[Point-per-instance localization data]
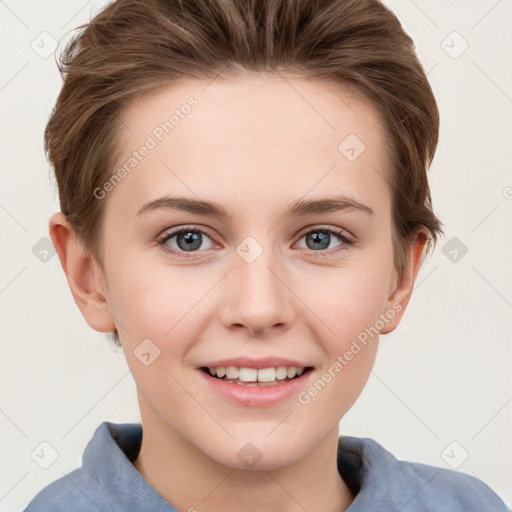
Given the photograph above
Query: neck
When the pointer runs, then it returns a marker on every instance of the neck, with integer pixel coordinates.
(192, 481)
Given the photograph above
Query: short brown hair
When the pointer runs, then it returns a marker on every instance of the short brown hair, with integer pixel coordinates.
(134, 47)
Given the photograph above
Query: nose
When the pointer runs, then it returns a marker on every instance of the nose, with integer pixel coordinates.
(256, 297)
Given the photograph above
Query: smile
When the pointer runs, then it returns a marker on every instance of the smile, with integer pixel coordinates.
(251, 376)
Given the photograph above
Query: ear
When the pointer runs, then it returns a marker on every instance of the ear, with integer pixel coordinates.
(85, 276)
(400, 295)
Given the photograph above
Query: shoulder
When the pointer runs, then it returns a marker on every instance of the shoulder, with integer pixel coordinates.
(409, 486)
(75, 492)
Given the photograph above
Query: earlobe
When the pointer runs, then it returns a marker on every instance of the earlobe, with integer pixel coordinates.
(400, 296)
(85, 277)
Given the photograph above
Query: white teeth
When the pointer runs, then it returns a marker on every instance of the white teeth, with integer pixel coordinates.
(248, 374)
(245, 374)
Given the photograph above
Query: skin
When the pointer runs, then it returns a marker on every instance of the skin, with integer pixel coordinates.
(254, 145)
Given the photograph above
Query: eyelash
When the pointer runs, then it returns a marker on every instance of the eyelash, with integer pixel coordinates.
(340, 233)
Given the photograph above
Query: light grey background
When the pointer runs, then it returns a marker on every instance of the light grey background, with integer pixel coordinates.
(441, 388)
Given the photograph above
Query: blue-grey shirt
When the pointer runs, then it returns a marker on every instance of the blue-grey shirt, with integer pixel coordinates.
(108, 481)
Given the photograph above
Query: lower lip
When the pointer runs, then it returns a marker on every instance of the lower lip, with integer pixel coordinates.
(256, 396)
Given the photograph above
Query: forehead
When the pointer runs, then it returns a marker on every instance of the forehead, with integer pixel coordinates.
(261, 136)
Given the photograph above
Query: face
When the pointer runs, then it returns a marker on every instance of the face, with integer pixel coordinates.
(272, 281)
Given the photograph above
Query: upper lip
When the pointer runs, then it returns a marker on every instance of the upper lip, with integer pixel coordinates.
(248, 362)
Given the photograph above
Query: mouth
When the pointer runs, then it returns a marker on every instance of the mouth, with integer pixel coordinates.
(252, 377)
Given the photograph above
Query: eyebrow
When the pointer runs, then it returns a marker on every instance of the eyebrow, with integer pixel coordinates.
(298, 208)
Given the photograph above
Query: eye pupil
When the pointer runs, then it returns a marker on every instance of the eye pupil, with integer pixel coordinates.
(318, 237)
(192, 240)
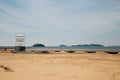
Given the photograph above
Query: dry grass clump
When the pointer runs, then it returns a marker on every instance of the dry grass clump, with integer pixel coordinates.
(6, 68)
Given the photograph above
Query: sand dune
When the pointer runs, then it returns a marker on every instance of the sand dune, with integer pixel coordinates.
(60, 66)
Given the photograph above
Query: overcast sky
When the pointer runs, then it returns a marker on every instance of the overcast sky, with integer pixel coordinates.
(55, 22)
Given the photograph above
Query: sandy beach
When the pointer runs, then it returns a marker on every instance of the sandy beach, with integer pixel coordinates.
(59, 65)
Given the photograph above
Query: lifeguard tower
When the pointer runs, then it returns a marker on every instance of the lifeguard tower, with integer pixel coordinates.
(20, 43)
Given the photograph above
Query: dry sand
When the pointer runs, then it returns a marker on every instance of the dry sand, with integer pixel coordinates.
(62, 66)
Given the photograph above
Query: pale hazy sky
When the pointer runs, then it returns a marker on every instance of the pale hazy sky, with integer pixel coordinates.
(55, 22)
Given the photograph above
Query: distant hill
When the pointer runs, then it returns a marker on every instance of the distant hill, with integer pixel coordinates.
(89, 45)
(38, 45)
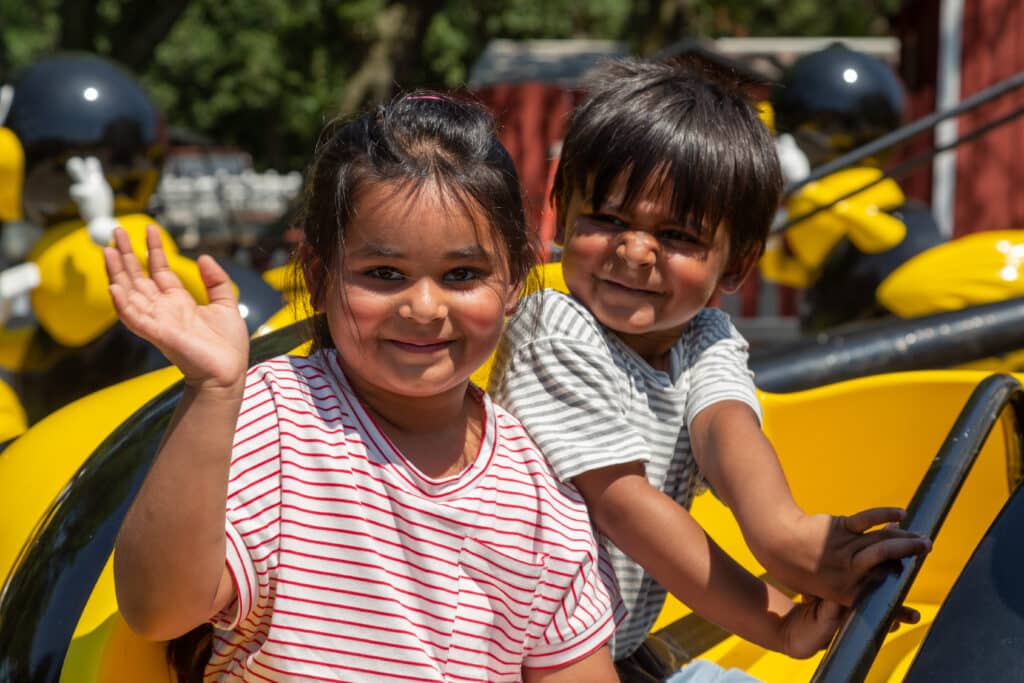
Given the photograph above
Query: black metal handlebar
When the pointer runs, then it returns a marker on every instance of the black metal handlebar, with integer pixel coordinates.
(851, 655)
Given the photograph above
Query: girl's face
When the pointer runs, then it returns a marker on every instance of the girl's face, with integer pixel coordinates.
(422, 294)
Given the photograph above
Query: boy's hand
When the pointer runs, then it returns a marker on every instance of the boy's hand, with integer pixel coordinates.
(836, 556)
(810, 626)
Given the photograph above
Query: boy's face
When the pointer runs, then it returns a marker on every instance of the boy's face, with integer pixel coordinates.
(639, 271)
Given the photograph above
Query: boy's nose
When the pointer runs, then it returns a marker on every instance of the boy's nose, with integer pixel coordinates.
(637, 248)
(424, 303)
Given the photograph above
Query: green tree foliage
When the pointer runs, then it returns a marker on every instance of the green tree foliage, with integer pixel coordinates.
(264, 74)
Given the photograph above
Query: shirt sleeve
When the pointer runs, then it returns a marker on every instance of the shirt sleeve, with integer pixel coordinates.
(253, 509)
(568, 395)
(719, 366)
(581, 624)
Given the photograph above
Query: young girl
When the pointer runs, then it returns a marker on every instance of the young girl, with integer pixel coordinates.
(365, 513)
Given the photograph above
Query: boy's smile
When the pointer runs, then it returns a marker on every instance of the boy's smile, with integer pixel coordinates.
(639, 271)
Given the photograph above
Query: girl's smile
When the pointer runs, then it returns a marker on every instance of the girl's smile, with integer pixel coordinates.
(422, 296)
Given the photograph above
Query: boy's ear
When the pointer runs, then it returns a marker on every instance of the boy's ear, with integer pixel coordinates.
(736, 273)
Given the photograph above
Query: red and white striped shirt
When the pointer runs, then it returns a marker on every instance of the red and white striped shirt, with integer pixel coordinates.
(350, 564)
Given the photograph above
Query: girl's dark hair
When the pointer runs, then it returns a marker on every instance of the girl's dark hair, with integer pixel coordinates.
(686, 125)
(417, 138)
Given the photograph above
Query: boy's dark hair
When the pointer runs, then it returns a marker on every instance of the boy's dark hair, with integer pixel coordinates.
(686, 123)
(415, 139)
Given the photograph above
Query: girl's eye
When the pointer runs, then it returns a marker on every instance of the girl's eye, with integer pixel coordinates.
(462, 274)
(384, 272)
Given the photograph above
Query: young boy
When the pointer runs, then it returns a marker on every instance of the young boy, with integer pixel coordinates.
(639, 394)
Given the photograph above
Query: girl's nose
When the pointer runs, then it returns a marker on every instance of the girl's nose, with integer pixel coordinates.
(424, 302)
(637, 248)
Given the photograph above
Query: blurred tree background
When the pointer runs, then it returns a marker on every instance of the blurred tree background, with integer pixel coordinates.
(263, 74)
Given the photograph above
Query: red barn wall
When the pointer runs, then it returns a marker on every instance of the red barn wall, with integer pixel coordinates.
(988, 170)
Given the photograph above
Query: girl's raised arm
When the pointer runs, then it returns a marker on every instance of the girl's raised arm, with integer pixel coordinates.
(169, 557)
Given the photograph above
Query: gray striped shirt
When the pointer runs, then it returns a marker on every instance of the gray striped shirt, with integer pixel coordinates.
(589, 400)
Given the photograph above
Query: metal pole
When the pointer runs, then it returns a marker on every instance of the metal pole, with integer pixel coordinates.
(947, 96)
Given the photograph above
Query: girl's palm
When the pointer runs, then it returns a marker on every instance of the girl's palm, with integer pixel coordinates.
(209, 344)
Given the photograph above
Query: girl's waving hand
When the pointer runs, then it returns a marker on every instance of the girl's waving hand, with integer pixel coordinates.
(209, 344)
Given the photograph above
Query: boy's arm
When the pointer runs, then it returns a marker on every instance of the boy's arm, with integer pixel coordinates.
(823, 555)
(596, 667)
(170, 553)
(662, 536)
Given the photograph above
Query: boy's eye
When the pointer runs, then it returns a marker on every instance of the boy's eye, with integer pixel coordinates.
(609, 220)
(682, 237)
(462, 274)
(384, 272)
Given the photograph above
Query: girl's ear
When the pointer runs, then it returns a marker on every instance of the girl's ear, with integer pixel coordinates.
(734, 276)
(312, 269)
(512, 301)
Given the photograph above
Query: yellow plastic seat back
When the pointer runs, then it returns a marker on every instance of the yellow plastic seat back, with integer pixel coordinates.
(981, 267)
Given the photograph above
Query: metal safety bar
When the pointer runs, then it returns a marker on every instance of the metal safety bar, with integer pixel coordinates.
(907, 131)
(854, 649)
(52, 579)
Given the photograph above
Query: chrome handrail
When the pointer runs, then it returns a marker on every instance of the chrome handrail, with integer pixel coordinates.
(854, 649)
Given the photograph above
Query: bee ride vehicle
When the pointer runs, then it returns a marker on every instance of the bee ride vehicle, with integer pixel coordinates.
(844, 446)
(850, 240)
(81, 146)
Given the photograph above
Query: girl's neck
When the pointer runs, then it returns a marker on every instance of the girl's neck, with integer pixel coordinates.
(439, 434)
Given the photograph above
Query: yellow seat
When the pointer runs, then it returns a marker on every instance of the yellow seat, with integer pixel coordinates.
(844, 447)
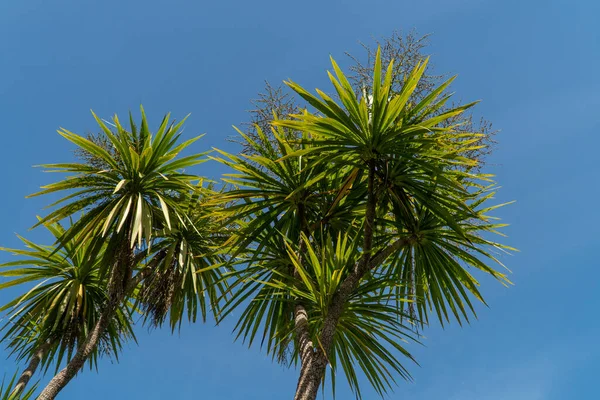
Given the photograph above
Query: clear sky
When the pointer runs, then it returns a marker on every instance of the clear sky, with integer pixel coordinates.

Activity =>
In the data above, find the line that contains "the nose, with integer pixel coordinates." and the line that contains "Query: smile". Repeat exactly those lines and every line between them, and only those.

Answer box =>
When the pointer runs, then it returns a marker on every instance of the nose, with integer pixel coordinates.
(256, 297)
Given the photograph above
Query: smile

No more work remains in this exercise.